INPUT DATA START
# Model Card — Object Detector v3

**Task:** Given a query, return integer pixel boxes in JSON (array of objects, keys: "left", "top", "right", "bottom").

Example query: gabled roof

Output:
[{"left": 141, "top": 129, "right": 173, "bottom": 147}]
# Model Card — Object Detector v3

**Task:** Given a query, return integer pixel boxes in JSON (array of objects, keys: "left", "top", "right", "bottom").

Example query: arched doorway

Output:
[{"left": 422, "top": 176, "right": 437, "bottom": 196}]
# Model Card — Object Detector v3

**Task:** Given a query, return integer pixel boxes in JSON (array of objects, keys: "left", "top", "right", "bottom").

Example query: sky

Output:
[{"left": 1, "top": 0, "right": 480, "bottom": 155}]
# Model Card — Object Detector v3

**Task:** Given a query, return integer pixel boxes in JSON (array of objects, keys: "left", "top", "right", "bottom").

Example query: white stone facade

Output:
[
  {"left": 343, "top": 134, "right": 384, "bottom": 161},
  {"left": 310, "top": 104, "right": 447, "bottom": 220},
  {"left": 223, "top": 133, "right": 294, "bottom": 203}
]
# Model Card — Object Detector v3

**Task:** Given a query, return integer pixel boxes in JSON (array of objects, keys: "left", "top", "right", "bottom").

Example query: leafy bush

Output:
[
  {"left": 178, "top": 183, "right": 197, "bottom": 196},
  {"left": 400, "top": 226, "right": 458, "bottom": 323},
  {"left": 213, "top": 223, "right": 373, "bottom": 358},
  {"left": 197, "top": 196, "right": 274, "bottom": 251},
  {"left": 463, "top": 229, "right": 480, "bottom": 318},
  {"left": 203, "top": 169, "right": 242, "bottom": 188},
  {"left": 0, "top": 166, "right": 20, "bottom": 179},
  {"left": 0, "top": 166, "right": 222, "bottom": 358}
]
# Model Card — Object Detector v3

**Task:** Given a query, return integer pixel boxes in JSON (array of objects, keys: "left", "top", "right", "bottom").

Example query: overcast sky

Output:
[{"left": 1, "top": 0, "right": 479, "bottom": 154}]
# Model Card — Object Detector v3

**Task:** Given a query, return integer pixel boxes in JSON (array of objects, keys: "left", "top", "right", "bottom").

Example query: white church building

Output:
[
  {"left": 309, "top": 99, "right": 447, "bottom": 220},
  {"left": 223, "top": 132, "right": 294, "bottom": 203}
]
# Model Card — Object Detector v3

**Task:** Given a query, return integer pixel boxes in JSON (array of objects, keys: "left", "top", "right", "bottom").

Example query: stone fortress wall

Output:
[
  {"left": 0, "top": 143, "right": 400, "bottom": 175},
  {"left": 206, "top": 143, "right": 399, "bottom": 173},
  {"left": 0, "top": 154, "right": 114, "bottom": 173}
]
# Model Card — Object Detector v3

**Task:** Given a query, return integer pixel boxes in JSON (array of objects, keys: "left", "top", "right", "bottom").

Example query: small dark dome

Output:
INPUT DATA END
§ **WHAT IS EXPECTED**
Return every entry exactly; no line may be missing.

§ **FINISHED TASK**
# Model Card — Object Detector v3

**Task:** Given a query, return integer pixel boxes in JSON (array of objects, keys: "left", "top", "right", "bottom").

Example query: gabled roof

Output:
[{"left": 141, "top": 129, "right": 173, "bottom": 147}]
# Model Card — Object Detector v3

**Task:** Given a query, return integer pixel boxes in JSON (array of objects, keys: "left", "top", "right", "bottom").

Example query: arched doorway

Output:
[{"left": 422, "top": 176, "right": 437, "bottom": 196}]
# Model Card — Object Detector v3

**Task:** Given a query, return integer pixel boxes in JSON (array of objects, keys: "left", "top", "right", "bottom").

Example query: sky

Output:
[{"left": 1, "top": 0, "right": 480, "bottom": 155}]
# Model Card — Object Detector v3

**Task:** Given a query, return integer pixel boxes in JSON (array of objects, keys: "left", "top", "right", "bottom").

Example query: white stone facade

Output:
[
  {"left": 343, "top": 134, "right": 384, "bottom": 161},
  {"left": 310, "top": 104, "right": 447, "bottom": 220},
  {"left": 223, "top": 133, "right": 294, "bottom": 203}
]
# Model Card — Object Detector v3

**Task:** Given a query, return integer pixel boxes in JSON (array of objects, keys: "left", "top", "right", "bottom").

Example query: leafy bush

Output:
[
  {"left": 178, "top": 183, "right": 197, "bottom": 196},
  {"left": 400, "top": 226, "right": 458, "bottom": 323},
  {"left": 213, "top": 223, "right": 373, "bottom": 358},
  {"left": 197, "top": 196, "right": 274, "bottom": 251},
  {"left": 463, "top": 229, "right": 480, "bottom": 318},
  {"left": 203, "top": 169, "right": 242, "bottom": 188},
  {"left": 0, "top": 166, "right": 20, "bottom": 179},
  {"left": 0, "top": 166, "right": 222, "bottom": 358}
]
# Model Card — Object Detector v3

**Task:** Given a query, return integer pixel boxes in JSON (array of objects, keys: "left", "top", "right", "bottom").

Example query: overcast sky

Output:
[{"left": 1, "top": 0, "right": 479, "bottom": 154}]
# Model Card — Object Detector v3

**Task:** Given a query, return integer pixel boxes in JSON (array of objects, keys: "left", "top", "right", "bottom").

Example query: white church building

Output:
[
  {"left": 309, "top": 99, "right": 447, "bottom": 220},
  {"left": 223, "top": 132, "right": 294, "bottom": 203}
]
# Model Card — Object Detector v3

**Task:** Given a query, return integer pixel boxes in JSON (array of objects, keys: "left", "top", "right", "bottom").

Example query: stone fortress wall

Output:
[
  {"left": 0, "top": 143, "right": 400, "bottom": 175},
  {"left": 206, "top": 143, "right": 399, "bottom": 173},
  {"left": 0, "top": 154, "right": 114, "bottom": 173}
]
# Model Card — Object Detector v3

**Task:** Given a query, return integer pixel boxes in JSON (array of objects, keys: "left", "top", "right", "bottom").

Example query: small dark dome

Output:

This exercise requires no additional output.